REQUIREMENT: Could you filter the material and copy every line where the word "dirt" occurs?

--------------------------------------------------

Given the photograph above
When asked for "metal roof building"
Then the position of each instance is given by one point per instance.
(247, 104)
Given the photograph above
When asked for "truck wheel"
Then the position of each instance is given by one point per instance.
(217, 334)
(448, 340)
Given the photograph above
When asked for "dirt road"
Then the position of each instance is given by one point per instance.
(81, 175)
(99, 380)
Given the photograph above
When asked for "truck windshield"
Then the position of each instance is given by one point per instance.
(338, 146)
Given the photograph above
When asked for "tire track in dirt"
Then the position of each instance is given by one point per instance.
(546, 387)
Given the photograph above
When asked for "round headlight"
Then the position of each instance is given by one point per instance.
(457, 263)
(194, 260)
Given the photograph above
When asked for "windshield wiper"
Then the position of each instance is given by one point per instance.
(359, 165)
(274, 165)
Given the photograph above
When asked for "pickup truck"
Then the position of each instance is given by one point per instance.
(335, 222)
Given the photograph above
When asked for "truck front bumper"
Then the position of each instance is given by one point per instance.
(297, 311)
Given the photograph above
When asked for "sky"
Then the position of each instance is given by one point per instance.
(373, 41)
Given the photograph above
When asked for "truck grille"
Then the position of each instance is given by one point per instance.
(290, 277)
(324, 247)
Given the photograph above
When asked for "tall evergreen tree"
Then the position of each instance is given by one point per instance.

--------------------------------------------------

OUTPUT BELOW:
When asked for "dirt road"
When asked for "tire track in dirt"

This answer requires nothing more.